(Segmentation mask data)
= Beginning of Section =
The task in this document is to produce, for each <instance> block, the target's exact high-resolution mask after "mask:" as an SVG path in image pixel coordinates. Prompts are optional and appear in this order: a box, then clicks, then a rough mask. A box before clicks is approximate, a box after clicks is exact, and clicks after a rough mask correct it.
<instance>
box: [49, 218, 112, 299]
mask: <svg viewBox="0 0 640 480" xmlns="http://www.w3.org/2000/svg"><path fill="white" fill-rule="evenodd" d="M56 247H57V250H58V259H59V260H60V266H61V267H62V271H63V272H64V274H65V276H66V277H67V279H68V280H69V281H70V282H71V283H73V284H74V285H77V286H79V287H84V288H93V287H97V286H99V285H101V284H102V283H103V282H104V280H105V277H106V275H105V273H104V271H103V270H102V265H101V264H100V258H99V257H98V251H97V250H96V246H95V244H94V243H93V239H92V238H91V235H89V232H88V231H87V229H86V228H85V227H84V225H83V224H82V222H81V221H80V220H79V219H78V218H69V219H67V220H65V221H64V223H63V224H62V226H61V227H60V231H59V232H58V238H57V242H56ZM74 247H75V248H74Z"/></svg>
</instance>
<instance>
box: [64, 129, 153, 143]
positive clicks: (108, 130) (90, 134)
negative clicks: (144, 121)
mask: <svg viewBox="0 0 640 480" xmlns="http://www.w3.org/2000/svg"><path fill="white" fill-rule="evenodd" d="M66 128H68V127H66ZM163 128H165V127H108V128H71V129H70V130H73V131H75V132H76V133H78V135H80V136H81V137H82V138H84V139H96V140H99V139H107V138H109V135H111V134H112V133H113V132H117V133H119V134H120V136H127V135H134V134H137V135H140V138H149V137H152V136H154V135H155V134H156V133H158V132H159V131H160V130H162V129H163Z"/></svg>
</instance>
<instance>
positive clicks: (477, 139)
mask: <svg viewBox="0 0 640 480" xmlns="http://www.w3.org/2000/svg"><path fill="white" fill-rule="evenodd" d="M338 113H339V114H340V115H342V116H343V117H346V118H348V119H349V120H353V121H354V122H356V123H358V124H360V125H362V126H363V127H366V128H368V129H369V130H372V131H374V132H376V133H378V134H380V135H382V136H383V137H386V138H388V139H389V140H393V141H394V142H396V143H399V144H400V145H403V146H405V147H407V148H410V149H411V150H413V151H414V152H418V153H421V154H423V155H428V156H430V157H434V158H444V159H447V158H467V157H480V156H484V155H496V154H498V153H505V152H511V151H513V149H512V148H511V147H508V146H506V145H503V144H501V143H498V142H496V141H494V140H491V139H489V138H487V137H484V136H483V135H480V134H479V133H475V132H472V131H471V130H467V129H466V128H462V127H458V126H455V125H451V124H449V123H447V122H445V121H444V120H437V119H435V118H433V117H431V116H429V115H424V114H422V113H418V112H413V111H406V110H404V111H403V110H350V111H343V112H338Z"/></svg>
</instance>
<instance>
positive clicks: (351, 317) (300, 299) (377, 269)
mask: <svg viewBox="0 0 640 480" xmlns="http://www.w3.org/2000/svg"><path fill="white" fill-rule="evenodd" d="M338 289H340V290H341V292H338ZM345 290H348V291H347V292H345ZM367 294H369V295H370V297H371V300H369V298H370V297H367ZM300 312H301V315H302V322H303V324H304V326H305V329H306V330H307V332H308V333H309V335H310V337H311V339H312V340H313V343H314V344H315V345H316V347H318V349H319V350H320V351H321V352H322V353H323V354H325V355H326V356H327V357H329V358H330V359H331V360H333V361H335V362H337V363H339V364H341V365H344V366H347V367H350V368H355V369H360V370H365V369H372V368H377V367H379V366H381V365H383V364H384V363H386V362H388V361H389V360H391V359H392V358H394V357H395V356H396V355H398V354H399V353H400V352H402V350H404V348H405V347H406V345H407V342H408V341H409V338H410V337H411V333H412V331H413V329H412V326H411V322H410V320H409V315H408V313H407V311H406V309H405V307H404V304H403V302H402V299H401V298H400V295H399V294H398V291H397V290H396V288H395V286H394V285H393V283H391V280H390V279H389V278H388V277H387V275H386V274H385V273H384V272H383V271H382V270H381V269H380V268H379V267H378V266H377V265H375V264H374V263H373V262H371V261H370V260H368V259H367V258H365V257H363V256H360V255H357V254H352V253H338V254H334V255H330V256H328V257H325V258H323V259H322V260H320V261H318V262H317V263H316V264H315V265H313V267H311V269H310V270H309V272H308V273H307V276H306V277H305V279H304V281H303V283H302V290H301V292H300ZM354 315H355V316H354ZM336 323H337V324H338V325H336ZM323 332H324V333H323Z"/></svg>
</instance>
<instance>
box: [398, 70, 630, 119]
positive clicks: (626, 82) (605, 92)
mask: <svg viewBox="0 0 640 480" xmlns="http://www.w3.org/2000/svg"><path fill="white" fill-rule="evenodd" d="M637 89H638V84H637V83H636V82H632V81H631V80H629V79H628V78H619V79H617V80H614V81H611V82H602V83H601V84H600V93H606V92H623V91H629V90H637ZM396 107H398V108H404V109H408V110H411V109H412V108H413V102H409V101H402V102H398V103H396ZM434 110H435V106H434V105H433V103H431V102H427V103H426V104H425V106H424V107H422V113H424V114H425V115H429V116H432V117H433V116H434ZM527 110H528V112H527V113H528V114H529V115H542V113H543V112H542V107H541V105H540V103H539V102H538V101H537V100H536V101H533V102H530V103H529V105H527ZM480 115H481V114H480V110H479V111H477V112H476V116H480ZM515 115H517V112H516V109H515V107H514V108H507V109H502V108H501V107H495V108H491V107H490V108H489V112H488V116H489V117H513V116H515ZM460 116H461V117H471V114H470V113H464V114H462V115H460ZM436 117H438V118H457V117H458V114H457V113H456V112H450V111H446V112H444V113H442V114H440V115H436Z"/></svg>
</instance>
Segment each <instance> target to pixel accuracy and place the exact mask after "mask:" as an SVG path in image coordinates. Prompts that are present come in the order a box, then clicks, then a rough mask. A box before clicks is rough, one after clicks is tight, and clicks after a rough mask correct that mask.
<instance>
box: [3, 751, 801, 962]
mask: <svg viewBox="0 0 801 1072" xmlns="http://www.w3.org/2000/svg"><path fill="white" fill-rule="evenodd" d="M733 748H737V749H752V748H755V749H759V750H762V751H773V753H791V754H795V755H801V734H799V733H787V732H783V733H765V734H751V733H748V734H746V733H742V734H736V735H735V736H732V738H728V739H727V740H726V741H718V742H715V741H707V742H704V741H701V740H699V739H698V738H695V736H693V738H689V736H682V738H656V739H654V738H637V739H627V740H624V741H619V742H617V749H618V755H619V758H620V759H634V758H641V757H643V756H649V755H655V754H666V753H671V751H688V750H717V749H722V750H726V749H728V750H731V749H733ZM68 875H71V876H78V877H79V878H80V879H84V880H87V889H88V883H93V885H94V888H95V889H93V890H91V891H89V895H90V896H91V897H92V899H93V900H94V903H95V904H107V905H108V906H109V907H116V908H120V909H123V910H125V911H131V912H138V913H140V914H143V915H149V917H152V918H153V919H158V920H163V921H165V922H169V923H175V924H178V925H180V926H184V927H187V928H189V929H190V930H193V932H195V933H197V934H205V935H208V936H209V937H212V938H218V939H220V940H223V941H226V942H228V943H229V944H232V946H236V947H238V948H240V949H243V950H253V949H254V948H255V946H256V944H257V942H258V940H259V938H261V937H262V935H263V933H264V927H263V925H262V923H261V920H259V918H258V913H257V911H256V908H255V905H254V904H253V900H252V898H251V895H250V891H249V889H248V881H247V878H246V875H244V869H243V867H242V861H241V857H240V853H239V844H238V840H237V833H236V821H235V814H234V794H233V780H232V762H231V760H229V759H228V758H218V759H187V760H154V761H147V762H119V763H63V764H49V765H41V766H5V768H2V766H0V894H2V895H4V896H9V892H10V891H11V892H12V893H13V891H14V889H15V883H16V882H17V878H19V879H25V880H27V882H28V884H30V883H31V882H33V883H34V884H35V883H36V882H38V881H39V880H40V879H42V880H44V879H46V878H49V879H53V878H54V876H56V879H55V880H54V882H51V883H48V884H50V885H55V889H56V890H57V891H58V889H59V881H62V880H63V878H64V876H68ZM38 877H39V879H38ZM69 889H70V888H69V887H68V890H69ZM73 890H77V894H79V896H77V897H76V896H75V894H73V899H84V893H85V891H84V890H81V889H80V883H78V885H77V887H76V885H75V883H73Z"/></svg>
= End of Section =
* _What you will do_: From the entries above, select each line containing the string "rough".

* _Expected output_:
The task in this document is to produce, for each <instance> block, the target's exact high-resolution mask after "mask:" as an SVG path in image pixel coordinates. Prompts are optional and appear in this order: a box, then clicks, then a rough mask. A box before clicks is approximate, a box after clicks is exact, and clicks after a rough mask correct it.
Segment each <instance> target to pixel accuracy and place the exact mask after "mask:" as an SVG path in image coordinates. Prompts that are present come in the order a box, then clicks, then a rough mask. A box before clicks is rough, one after clicks is tight, and clicks after a rough mask correct that mask.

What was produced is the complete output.